(Extracted records)
+ + + + + + +
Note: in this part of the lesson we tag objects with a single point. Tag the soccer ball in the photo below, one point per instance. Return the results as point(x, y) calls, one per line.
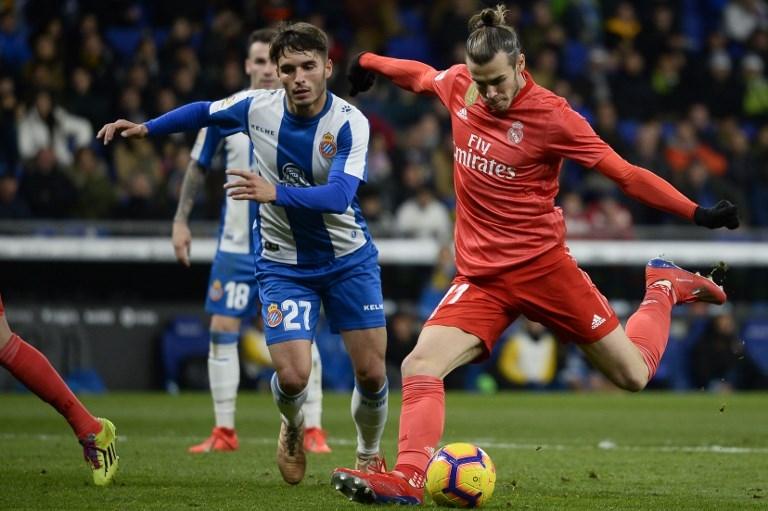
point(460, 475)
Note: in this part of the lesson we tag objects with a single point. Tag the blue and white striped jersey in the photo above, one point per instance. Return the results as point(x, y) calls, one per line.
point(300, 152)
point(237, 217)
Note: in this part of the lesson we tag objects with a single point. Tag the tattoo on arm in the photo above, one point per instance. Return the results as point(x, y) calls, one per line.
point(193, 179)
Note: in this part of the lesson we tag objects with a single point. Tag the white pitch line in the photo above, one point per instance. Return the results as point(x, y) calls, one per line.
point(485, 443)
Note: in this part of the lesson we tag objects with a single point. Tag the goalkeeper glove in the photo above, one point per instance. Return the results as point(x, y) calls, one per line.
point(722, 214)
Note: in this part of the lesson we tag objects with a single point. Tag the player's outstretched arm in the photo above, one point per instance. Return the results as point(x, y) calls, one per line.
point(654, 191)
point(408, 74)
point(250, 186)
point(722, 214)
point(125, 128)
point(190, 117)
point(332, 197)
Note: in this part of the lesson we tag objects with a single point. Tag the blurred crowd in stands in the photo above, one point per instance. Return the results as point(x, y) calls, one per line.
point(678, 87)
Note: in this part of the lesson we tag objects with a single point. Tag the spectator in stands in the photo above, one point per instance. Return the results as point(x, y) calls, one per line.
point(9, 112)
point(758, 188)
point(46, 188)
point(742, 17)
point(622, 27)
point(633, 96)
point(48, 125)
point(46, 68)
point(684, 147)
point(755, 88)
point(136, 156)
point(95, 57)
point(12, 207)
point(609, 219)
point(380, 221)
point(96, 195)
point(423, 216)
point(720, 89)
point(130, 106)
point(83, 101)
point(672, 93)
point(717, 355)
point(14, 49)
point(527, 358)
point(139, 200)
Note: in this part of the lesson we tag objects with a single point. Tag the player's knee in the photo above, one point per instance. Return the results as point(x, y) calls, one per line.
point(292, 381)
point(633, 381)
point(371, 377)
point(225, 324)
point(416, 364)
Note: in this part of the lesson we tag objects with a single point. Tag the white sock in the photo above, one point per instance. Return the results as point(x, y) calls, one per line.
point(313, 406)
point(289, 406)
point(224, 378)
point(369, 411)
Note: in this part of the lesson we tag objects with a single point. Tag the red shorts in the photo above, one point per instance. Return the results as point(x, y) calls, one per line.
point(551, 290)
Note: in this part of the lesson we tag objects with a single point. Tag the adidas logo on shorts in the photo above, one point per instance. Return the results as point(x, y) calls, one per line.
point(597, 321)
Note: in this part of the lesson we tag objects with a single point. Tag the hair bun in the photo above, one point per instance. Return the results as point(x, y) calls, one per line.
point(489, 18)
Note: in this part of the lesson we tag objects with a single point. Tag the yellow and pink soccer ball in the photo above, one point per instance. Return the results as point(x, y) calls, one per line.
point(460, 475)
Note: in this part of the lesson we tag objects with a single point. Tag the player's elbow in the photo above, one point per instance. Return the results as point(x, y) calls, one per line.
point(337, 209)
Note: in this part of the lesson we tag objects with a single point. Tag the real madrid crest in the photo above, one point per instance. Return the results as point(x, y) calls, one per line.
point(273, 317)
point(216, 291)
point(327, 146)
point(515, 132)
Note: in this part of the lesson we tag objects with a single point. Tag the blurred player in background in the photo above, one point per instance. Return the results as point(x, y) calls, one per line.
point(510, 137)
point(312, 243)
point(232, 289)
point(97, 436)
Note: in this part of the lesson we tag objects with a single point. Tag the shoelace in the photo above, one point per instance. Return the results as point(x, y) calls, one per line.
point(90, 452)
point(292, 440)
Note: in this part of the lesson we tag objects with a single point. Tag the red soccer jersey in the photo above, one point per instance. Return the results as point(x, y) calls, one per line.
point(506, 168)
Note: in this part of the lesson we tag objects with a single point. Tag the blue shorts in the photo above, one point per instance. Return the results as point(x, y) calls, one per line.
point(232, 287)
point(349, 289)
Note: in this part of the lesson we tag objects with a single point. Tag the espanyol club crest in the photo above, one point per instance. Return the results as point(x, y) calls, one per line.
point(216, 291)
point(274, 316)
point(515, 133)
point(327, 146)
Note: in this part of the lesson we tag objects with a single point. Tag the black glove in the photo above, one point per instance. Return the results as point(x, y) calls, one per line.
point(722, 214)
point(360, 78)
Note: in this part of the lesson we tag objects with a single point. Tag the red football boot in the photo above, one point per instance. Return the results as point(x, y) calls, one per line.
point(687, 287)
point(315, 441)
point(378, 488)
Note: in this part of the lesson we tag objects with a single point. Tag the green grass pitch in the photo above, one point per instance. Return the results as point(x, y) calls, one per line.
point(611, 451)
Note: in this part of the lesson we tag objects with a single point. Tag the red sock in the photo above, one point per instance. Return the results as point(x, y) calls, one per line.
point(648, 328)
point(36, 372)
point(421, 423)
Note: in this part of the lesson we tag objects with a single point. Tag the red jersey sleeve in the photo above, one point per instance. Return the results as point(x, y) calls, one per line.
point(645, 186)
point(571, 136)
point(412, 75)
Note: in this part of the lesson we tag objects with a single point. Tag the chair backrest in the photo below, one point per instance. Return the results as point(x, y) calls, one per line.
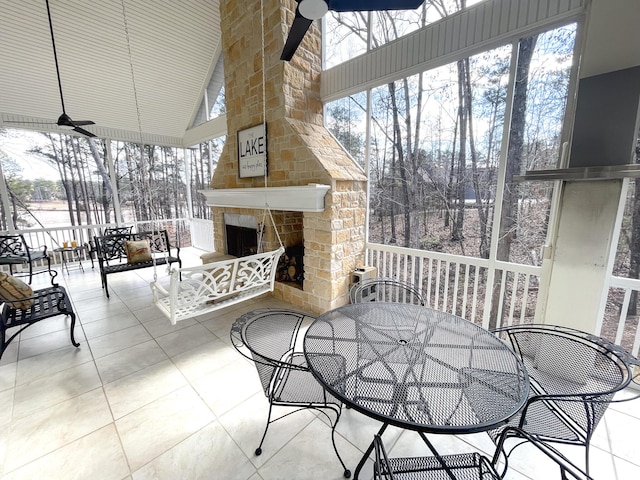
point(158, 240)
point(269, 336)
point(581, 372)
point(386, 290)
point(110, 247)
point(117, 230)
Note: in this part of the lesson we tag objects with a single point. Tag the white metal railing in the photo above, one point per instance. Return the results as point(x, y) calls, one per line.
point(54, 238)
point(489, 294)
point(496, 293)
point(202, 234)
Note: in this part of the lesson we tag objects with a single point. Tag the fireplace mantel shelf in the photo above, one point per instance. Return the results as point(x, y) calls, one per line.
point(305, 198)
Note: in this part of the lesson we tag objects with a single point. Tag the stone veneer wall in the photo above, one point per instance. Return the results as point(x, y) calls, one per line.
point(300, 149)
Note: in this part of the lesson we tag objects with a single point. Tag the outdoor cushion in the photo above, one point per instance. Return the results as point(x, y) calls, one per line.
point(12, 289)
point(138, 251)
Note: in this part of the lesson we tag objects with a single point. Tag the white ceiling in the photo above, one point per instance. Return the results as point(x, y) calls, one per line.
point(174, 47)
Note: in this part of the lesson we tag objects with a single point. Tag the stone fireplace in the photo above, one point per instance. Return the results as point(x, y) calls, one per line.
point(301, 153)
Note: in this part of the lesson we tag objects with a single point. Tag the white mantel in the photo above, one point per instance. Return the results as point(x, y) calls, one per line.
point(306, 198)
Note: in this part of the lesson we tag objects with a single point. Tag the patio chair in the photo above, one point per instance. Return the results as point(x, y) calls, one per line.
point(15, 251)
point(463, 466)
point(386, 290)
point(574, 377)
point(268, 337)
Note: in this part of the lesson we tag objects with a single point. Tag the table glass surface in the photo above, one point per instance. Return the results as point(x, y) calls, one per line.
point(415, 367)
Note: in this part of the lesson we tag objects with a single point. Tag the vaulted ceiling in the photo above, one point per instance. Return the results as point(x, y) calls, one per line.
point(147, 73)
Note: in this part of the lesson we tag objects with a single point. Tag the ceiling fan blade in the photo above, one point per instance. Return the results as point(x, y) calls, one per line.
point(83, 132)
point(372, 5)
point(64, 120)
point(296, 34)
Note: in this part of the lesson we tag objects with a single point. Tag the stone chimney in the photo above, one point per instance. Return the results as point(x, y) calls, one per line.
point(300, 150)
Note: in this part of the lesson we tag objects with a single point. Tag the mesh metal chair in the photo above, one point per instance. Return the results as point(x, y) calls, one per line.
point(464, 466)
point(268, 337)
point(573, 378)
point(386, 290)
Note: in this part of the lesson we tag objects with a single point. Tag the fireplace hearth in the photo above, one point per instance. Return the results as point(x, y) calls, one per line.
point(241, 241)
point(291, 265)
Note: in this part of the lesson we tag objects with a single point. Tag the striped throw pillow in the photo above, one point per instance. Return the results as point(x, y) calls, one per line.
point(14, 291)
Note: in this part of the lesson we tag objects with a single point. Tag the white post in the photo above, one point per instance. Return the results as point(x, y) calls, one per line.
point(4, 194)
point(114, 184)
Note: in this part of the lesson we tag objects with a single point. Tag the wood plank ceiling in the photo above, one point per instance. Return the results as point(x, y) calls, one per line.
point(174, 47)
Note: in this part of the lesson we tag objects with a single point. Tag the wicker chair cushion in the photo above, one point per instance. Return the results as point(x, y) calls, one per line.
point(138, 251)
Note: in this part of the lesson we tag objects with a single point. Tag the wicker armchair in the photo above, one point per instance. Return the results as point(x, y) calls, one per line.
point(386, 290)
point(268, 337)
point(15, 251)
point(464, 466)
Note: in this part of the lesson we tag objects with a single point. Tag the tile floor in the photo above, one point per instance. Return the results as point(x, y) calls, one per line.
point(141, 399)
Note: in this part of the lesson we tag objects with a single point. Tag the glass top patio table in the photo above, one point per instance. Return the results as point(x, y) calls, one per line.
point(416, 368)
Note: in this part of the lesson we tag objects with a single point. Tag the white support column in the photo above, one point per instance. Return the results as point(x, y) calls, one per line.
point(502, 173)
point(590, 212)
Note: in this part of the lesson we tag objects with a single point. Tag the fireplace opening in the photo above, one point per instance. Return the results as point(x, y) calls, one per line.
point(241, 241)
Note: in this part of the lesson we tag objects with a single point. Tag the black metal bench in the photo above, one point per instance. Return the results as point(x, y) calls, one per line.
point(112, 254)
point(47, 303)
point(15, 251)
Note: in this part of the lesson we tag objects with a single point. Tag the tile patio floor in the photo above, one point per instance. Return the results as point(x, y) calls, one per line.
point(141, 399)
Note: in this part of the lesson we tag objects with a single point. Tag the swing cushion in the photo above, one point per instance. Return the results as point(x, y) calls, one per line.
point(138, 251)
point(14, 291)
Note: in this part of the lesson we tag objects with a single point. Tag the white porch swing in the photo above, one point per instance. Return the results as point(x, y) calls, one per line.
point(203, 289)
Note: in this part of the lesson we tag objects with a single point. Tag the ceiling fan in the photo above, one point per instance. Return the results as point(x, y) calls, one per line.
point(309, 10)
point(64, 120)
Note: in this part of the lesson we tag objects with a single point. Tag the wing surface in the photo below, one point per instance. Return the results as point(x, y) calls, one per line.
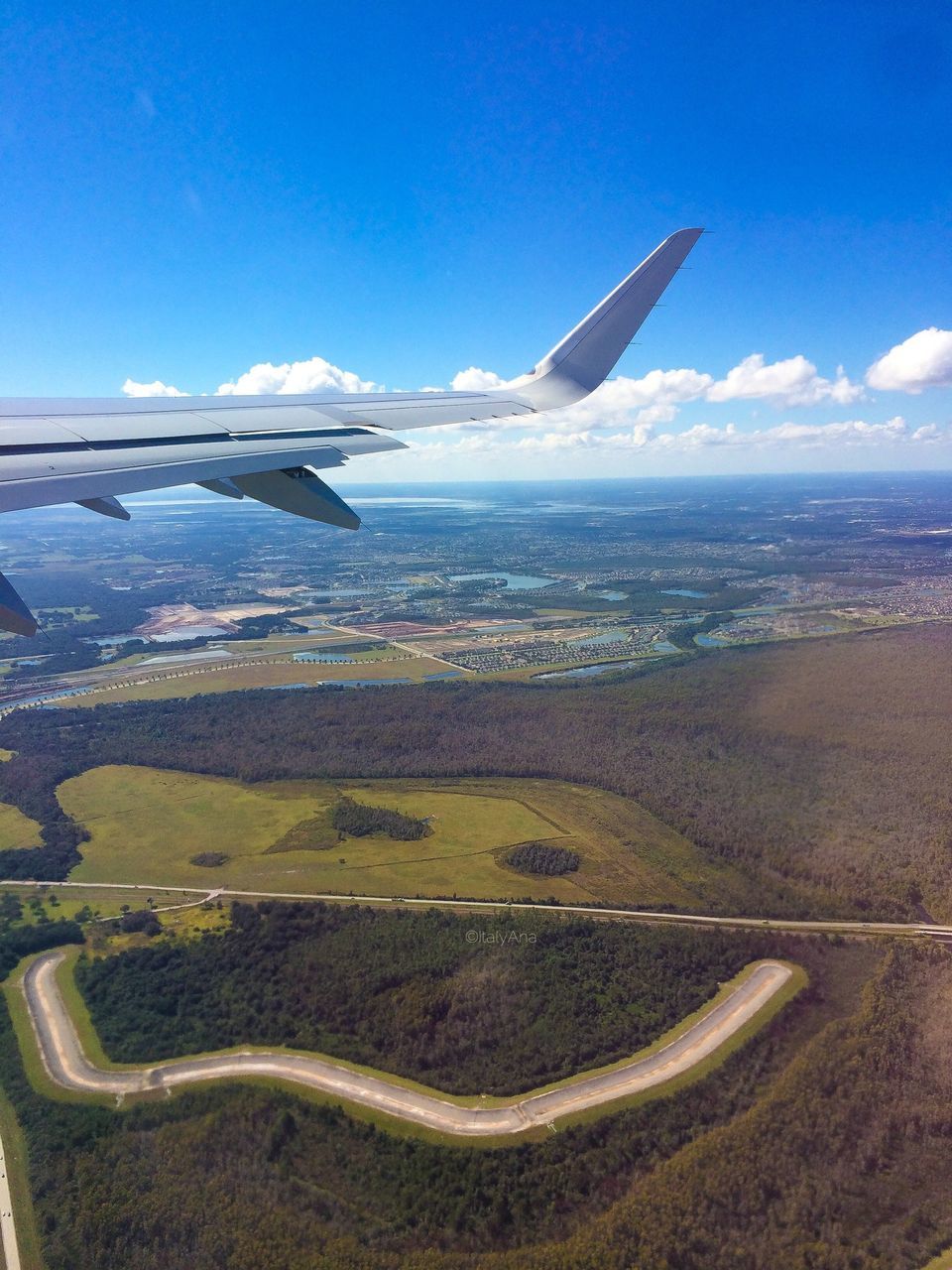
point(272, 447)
+ + + + + + +
## Problem requirements
Copy the lines of the listing word for word, starting with the line that contains "Tag the hair" and ending with the line that contains "point(506, 168)", with both of those lines included.

## Expected answer
Note: in this part of the lesson we tag objects with a single point. Tag the hair bun in the photo above, one point per instance. Return the results as point(x, y) calls, one per line.
point(489, 18)
Note: in this part of the lesson we tag objects with a single point. Tag the yellow and pink soccer ball in the photo above, one point per instance. Return the results as point(x, y) calls, one per line.
point(460, 475)
Note: in this part of the lesson we tag objects with a single point. Tag the player's elbow in the photo above, one point per instance. Return the results as point(x, y) calls, one per line.
point(337, 209)
Note: in this part of the lesson we tag objects with a single point. Tag the real madrid crest in the photo above, one point per instance. Return the results as point(x, y) calls, one per line.
point(273, 317)
point(216, 291)
point(327, 146)
point(515, 132)
Note: in this part of the lesson we tag objects with a single point. Tag the blurred player in background in the photo above, one point per instance. Return the results as point(x, y) calls, one per line.
point(510, 137)
point(312, 243)
point(232, 289)
point(97, 436)
Note: in this part of the lesson we tag objects with a single point. Tag the shoelace in the photo above, one point per instance. Return the results as point(x, y) calls, one per line.
point(90, 452)
point(292, 440)
Note: in this part of the lesson we tag objects with a single point. Tag the red soccer jersey in the photo above, one point per instance. Return the results as point(x, y) calls, one per line.
point(506, 168)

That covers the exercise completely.